Items listed in a dataset
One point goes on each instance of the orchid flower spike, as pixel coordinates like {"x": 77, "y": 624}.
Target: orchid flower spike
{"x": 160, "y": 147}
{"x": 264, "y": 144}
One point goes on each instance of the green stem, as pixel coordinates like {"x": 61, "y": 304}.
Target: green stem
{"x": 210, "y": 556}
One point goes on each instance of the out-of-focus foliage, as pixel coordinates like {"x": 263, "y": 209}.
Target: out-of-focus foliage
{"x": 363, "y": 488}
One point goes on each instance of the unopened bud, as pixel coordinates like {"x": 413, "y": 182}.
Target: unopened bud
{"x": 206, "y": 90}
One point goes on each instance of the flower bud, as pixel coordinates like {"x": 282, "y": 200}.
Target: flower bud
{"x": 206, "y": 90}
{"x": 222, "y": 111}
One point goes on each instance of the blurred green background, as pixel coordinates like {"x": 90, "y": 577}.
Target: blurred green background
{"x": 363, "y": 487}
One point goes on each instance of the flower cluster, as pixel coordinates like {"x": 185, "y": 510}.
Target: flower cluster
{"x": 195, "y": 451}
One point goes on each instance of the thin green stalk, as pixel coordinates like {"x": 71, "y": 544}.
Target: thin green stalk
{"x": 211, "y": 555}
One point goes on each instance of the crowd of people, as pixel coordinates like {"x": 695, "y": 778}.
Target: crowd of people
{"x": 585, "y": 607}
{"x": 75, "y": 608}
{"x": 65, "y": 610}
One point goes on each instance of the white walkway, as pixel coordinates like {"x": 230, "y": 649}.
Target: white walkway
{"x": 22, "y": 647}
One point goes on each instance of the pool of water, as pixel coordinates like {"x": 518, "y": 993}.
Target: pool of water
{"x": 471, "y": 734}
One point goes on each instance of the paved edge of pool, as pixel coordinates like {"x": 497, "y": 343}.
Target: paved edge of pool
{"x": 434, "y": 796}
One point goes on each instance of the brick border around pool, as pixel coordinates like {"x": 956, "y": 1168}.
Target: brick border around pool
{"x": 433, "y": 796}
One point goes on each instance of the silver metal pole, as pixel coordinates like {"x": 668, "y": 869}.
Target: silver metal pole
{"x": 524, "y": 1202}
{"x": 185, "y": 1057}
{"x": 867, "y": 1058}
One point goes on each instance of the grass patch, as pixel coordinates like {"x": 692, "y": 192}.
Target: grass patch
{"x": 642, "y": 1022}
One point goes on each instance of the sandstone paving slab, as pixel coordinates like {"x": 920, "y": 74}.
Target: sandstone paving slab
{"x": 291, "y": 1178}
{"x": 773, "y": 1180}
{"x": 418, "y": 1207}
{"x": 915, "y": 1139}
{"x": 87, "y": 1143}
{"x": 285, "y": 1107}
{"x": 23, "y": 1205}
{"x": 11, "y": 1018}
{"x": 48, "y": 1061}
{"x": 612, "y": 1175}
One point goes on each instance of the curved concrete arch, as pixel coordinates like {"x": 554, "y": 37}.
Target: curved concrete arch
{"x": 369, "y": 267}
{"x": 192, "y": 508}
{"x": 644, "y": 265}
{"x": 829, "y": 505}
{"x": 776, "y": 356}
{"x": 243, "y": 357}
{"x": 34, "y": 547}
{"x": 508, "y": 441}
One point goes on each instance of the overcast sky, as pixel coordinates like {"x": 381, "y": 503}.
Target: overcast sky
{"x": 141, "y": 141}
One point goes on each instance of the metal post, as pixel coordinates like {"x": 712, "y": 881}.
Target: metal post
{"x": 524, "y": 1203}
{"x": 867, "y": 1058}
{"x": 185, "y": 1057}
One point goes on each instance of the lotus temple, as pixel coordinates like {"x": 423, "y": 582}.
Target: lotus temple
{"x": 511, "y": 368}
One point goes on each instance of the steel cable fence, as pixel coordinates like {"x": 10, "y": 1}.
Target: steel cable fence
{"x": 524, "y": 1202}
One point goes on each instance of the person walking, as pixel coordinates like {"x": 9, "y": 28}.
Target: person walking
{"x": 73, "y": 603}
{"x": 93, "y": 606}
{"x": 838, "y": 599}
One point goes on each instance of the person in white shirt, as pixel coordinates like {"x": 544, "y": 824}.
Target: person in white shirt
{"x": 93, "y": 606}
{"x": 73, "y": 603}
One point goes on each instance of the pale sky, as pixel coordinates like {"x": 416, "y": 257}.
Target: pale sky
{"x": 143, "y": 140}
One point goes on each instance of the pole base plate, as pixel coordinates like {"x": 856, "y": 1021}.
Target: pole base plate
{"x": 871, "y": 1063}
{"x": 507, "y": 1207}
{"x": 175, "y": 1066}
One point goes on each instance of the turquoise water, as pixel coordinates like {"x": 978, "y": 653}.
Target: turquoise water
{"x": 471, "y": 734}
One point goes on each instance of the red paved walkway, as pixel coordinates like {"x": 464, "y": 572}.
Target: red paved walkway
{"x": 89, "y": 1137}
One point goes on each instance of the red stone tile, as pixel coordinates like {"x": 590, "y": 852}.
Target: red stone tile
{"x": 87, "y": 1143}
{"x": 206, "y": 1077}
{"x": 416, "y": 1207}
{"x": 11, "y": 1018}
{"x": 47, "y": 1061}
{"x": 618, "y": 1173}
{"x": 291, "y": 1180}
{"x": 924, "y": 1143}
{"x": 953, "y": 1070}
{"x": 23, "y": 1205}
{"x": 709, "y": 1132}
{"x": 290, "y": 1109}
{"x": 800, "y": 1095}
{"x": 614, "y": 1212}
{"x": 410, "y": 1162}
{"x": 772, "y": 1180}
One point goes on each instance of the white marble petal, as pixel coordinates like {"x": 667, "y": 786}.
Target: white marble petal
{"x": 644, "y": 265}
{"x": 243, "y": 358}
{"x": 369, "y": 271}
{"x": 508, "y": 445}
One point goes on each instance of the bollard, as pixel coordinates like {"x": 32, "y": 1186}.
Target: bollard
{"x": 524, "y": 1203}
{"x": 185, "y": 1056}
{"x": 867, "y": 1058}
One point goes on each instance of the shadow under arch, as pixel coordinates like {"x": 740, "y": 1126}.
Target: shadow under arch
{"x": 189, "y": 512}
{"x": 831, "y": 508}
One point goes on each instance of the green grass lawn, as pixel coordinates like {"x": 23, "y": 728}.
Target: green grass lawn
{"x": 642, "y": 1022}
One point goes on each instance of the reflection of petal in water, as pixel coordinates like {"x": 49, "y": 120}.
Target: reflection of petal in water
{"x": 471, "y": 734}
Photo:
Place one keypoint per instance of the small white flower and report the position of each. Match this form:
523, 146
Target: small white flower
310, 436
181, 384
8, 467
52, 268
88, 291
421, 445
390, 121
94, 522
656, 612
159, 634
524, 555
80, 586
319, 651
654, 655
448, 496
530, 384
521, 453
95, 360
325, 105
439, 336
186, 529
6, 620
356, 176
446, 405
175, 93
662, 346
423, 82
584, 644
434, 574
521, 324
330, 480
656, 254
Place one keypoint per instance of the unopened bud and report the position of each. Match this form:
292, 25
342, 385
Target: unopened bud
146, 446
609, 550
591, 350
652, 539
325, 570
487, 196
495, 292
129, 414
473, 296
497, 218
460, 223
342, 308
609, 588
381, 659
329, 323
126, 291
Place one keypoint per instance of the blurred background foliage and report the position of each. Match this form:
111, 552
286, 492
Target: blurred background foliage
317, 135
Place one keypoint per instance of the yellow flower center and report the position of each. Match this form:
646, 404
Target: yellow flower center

**TO BE DONE:** Write out the entries above word for word.

**EXERCISE SOLUTION:**
One point goes on each instance of the orchid flower spike, as pixel coordinates like {"x": 77, "y": 624}.
Target: orchid flower spike
{"x": 160, "y": 147}
{"x": 264, "y": 144}
One point goes on each instance of the green stem, as pixel coordinates like {"x": 61, "y": 304}.
Target: green stem
{"x": 210, "y": 556}
One point goes on each instance of the out-of-focus foliage, as pixel coordinates like {"x": 263, "y": 209}.
Target: out-of-focus foliage
{"x": 363, "y": 488}
One point goes on each instance of the unopened bud, as pixel coordinates like {"x": 413, "y": 182}.
Target: unopened bud
{"x": 206, "y": 90}
One point goes on each instance of the flower bud, as pixel coordinates like {"x": 282, "y": 200}.
Target: flower bud
{"x": 206, "y": 90}
{"x": 222, "y": 111}
One point goes on each instance of the blurred green background, as pixel coordinates like {"x": 90, "y": 577}.
Target: blurred green background
{"x": 363, "y": 487}
One point goes on each instance of the flower cluster, as pixel coordinates like {"x": 185, "y": 510}.
Target: flower cluster
{"x": 195, "y": 451}
One point goes on each instance of the thin green stalk, as pixel coordinates like {"x": 71, "y": 544}.
Target: thin green stalk
{"x": 211, "y": 555}
One point goes on each instance of the crowd of people, as pixel coordinates like {"x": 695, "y": 778}.
Target: crowd of people
{"x": 585, "y": 607}
{"x": 75, "y": 608}
{"x": 65, "y": 610}
One point goes on each instance of the white walkway, as pixel coordinates like {"x": 230, "y": 649}.
Target: white walkway
{"x": 22, "y": 647}
One point goes on each instance of the pool of water, as pixel coordinates like {"x": 518, "y": 993}.
Target: pool of water
{"x": 471, "y": 734}
One point goes on each instance of the paved edge of pool, as pixel coordinates like {"x": 497, "y": 343}.
Target: paved edge of pool
{"x": 434, "y": 796}
One point goes on each instance of the brick border around pool, as pixel coordinates like {"x": 956, "y": 1168}.
Target: brick border around pool
{"x": 433, "y": 796}
One point goes on each instance of the silver metal pole, as pixel coordinates like {"x": 668, "y": 869}.
Target: silver metal pole
{"x": 524, "y": 1202}
{"x": 185, "y": 1057}
{"x": 867, "y": 1058}
One point goes on each instance of the grass patch, as pixel coordinates like {"x": 692, "y": 192}.
Target: grass patch
{"x": 642, "y": 1022}
One point goes on each instance of the sandstone paving slab, as pixel coordinates like {"x": 920, "y": 74}.
Target: sandstone paving slab
{"x": 291, "y": 1178}
{"x": 773, "y": 1180}
{"x": 418, "y": 1207}
{"x": 915, "y": 1139}
{"x": 87, "y": 1143}
{"x": 285, "y": 1107}
{"x": 23, "y": 1205}
{"x": 11, "y": 1018}
{"x": 48, "y": 1061}
{"x": 612, "y": 1175}
One point goes on each instance of the curved concrete arch, as pixel coordinates like {"x": 554, "y": 37}.
Target: curved concrete arch
{"x": 369, "y": 267}
{"x": 192, "y": 508}
{"x": 644, "y": 265}
{"x": 829, "y": 505}
{"x": 776, "y": 356}
{"x": 243, "y": 357}
{"x": 34, "y": 547}
{"x": 508, "y": 441}
One point goes on each instance of the overcast sky, as pixel coordinates like {"x": 381, "y": 503}.
Target: overcast sky
{"x": 141, "y": 141}
One point goes on each instance of the metal post, as pixel coordinates like {"x": 712, "y": 881}.
Target: metal post
{"x": 524, "y": 1203}
{"x": 867, "y": 1058}
{"x": 185, "y": 1057}
One point goes on each instance of the lotus temple, as pixel coordinates like {"x": 423, "y": 582}.
Target: lotus temple
{"x": 511, "y": 368}
One point goes on each instance of the steel cable fence, as pixel coordinates like {"x": 10, "y": 1}.
Target: steel cable fence
{"x": 524, "y": 1202}
One point goes on each instance of the person walking, as pixel coordinates like {"x": 9, "y": 28}.
Target: person walking
{"x": 73, "y": 603}
{"x": 93, "y": 606}
{"x": 838, "y": 599}
One point goes on each instance of the person in white shirt, as pixel coordinates like {"x": 544, "y": 824}.
Target: person in white shirt
{"x": 93, "y": 606}
{"x": 73, "y": 603}
One point goes on each instance of the pale sky, as pixel coordinates like {"x": 416, "y": 257}.
Target: pale sky
{"x": 143, "y": 140}
One point goes on each instance of the pole base plate, as pixel coordinates like {"x": 856, "y": 1021}.
Target: pole base plate
{"x": 871, "y": 1063}
{"x": 507, "y": 1207}
{"x": 175, "y": 1066}
One point goes on each instance of the turquoise water, as pixel coordinates like {"x": 978, "y": 653}.
Target: turquoise water
{"x": 471, "y": 734}
One point goes on each instance of the red paved walkway, as pixel coordinates like {"x": 464, "y": 572}.
Target: red paved walkway
{"x": 89, "y": 1137}
One point goes on each instance of the red stone tile, as pixel coordinates like {"x": 590, "y": 852}.
Target: red stone tile
{"x": 87, "y": 1143}
{"x": 206, "y": 1077}
{"x": 416, "y": 1207}
{"x": 11, "y": 1018}
{"x": 47, "y": 1061}
{"x": 618, "y": 1173}
{"x": 291, "y": 1180}
{"x": 924, "y": 1143}
{"x": 953, "y": 1070}
{"x": 23, "y": 1205}
{"x": 709, "y": 1132}
{"x": 290, "y": 1109}
{"x": 800, "y": 1095}
{"x": 614, "y": 1212}
{"x": 410, "y": 1162}
{"x": 772, "y": 1180}
One point goes on each instance of the white marble petal, as pixel coordinates like {"x": 667, "y": 786}.
Target: white marble petal
{"x": 644, "y": 265}
{"x": 243, "y": 358}
{"x": 369, "y": 271}
{"x": 508, "y": 445}
One point goes on each instance of the bollard, as pixel coordinates like {"x": 32, "y": 1186}.
Target: bollard
{"x": 524, "y": 1203}
{"x": 185, "y": 1056}
{"x": 867, "y": 1058}
One point goes on each instance of the shadow under arch, as pixel coordinates like {"x": 740, "y": 1126}.
Target: shadow under arch
{"x": 189, "y": 512}
{"x": 831, "y": 508}
One point goes on each instance of the green grass lawn, as pixel coordinates like {"x": 23, "y": 728}.
Target: green grass lawn
{"x": 642, "y": 1022}
One point goes on each instance of the reflection of petal in water, as pixel coordinates like {"x": 49, "y": 120}.
Target: reflection of petal in water
{"x": 471, "y": 734}
Photo:
Place one keypoint per instance of the small white flower and report the position of each. Match this form:
523, 146
Target: small white flower
310, 436
181, 384
8, 467
52, 268
88, 291
421, 445
390, 121
94, 522
656, 612
159, 634
524, 555
80, 586
319, 651
654, 655
448, 496
530, 384
521, 453
95, 360
325, 105
439, 336
186, 529
6, 620
356, 176
446, 405
175, 93
662, 346
423, 82
584, 644
434, 574
521, 324
330, 480
656, 254
Place one keypoint per instance of the unopened bud and report the position of each. Match this form:
292, 25
342, 385
Target: unopened bud
146, 446
609, 550
591, 350
652, 539
325, 570
487, 196
495, 292
129, 414
473, 296
497, 218
460, 223
342, 308
609, 588
381, 659
329, 323
126, 291
Place one keypoint per instance of the blurred background foliage and report the position of each. Match this form:
111, 552
286, 492
Target: blurred background foliage
317, 135
Place one keypoint per instance of the yellow flower center and report the position of each. Match this form:
646, 404
Target: yellow flower center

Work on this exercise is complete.